**EXERCISE INSTRUCTIONS**
Recast every line of the records below as a numbered list, leaving out any blank lines.

**EXTRACTED DATA**
-- Begin --
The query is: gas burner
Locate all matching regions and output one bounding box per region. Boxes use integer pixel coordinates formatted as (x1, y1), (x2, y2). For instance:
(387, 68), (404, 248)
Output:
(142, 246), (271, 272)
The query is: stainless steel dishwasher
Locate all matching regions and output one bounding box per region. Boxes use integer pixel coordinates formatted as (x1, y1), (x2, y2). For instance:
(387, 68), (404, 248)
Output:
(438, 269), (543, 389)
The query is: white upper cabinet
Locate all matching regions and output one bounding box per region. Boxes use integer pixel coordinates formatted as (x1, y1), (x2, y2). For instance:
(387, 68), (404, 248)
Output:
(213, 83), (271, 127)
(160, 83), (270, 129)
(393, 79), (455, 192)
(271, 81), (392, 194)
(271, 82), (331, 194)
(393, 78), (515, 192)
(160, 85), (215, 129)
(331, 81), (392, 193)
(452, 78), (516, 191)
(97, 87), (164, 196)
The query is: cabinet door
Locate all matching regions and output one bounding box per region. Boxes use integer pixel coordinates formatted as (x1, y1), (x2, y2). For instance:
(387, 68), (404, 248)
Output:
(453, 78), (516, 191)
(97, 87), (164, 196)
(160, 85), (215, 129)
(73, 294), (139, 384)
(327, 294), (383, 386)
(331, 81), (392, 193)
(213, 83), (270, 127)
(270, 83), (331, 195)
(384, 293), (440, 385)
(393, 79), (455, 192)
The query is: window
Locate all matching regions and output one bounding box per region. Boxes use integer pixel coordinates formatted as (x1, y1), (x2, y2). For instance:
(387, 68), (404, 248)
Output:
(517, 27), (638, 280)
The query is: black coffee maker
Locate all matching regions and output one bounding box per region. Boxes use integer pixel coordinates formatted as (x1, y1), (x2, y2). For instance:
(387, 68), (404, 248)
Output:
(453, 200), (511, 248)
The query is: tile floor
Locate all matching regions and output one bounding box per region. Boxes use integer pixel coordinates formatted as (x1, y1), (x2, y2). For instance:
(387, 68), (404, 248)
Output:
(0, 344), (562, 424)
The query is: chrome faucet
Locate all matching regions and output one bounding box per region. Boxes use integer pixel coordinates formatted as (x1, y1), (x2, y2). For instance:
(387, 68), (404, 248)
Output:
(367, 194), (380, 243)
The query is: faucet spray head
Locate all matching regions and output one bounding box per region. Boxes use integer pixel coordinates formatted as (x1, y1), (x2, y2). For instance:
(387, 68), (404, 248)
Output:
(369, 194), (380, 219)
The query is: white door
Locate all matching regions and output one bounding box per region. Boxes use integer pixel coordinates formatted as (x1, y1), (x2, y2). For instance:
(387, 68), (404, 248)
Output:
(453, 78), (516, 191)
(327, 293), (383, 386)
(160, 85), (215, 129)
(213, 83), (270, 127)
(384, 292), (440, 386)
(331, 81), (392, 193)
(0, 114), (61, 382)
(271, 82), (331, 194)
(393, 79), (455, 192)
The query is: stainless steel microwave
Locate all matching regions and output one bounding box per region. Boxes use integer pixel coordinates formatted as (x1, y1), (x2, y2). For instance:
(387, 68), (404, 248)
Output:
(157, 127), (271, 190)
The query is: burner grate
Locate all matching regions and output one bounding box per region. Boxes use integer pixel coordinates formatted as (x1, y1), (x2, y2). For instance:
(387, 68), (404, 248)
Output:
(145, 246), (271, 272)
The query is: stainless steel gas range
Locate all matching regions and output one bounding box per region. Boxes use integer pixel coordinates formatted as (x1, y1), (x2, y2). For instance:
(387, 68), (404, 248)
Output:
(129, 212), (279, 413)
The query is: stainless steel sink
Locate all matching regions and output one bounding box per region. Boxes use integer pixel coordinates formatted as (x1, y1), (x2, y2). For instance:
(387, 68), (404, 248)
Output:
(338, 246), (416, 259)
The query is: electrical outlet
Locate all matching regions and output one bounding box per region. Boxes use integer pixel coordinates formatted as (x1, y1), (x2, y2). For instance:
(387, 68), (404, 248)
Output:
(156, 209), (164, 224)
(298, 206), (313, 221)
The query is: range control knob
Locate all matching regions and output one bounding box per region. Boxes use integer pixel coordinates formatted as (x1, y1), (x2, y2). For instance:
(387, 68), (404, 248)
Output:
-- End --
**RESULT**
1. The query is: gas burner
2. Locate all matching regions and output one bounding box per region. Boxes use integer pixel coordinates formatted as (x1, y1), (x2, y2). For instance:
3. (387, 68), (404, 248)
4. Output:
5. (142, 246), (271, 272)
6. The query is: stainless steel dishwasher
7. Locate all matching regions and output one bounding box per region. Boxes use integer pixel coordinates formatted as (x1, y1), (x2, y2). For instance:
8. (387, 68), (404, 248)
9. Output:
10. (438, 269), (543, 389)
11. The query is: white upper cabinet
12. Locate all matching regions and output one bounding box per region. Boxes use integer pixel coordinates formatted as (x1, y1), (x2, y2). For instance:
13. (387, 68), (404, 248)
14. Output:
15. (213, 83), (271, 127)
16. (160, 83), (270, 129)
17. (393, 79), (455, 192)
18. (271, 81), (392, 194)
19. (271, 82), (331, 194)
20. (393, 78), (515, 192)
21. (160, 85), (215, 129)
22. (331, 81), (392, 193)
23. (452, 78), (516, 191)
24. (97, 87), (164, 196)
25. The query is: cabinet door
26. Locate all matching regions and output one bounding box per region. Boxes use integer pixel coordinates formatted as (x1, y1), (x2, y2). For instance:
27. (387, 68), (404, 248)
28. Output:
29. (453, 78), (516, 191)
30. (97, 87), (164, 196)
31. (160, 85), (215, 129)
32. (73, 294), (139, 384)
33. (327, 294), (383, 386)
34. (331, 81), (392, 193)
35. (213, 83), (270, 127)
36. (270, 83), (331, 195)
37. (384, 293), (440, 385)
38. (393, 79), (455, 192)
39. The query is: window
40. Locate all matching regions and output one bounding box per region. Boxes use integer pixel coordinates formatted as (x1, y1), (x2, y2). For instance:
41. (387, 68), (404, 248)
42. Output:
43. (517, 27), (638, 280)
44. The query is: black coffee maker
45. Locate all matching regions and output one bounding box per region. Boxes use integer pixel coordinates formatted as (x1, y1), (x2, y2). For instance:
46. (387, 68), (404, 248)
47. Output:
48. (453, 200), (511, 248)
49. The query is: tile floor
50. Locate all matching regions and output one bounding box per region. Boxes use integer pixel coordinates formatted as (x1, y1), (x2, y2). For instance:
51. (387, 68), (404, 248)
52. Output:
53. (0, 344), (562, 424)
54. The query is: chrome faucet
55. Locate all matching regions and output one bounding box per region. Boxes use integer pixel coordinates formatted as (x1, y1), (x2, y2). For instance:
56. (387, 68), (404, 248)
57. Output:
58. (367, 194), (380, 243)
59. The query is: faucet spray head
60. Locate all matching regions and output one bounding box per region. Boxes use integer pixel coordinates formatted as (x1, y1), (x2, y2). For instance:
61. (387, 68), (404, 248)
62. Output:
63. (369, 194), (380, 219)
64. The query is: white door
65. Locate all matching regions and output one bounding box per region. Boxes use integer pixel coordinates formatted as (x1, y1), (x2, y2). For instance:
66. (387, 68), (404, 248)
67. Output:
68. (453, 78), (516, 191)
69. (327, 293), (383, 386)
70. (160, 85), (215, 129)
71. (213, 83), (270, 127)
72. (384, 292), (440, 386)
73. (331, 81), (392, 193)
74. (0, 114), (61, 382)
75. (271, 82), (331, 194)
76. (393, 79), (455, 192)
77. The query is: stainless steel microwave
78. Locate all matching regions and output one bounding box per region. Boxes use integer pixel coordinates formatted as (x1, y1), (x2, y2). For instance:
79. (387, 68), (404, 248)
80. Output:
81. (157, 127), (271, 190)
82. The query is: burner grate
83. Locate all matching regions and output one bounding box per region. Boxes use integer pixel coordinates formatted as (x1, y1), (x2, y2). For instance:
84. (387, 68), (404, 248)
85. Output:
86. (145, 246), (271, 272)
87. The query is: stainless steel gas range
88. Locate all matching regions and output one bounding box per region. Boxes use integer pixel coordinates formatted as (x1, y1), (x2, y2). For instance:
89. (387, 68), (404, 248)
90. Output:
91. (129, 212), (279, 413)
92. The query is: stainless steel sink
93. Locate all matching regions and output one bounding box per region. Boxes use integer pixel coordinates formatted as (x1, y1), (x2, y2). For instance:
94. (387, 68), (404, 248)
95. Output:
96. (338, 246), (416, 259)
97. The query is: electrical outlet
98. Locate all matching regions and output one bounding box per region. Boxes use integer pixel coordinates formatted as (x1, y1), (x2, y2). For instance:
99. (387, 68), (404, 248)
100. Output:
101. (156, 209), (164, 224)
102. (298, 206), (313, 221)
103. The query is: range control knob
104. Locate all matching regions and output one bounding box per region. Boxes use integer pixel coordinates formatted as (x1, y1), (x2, y2). For instance:
105. (387, 68), (404, 248)
106. Output:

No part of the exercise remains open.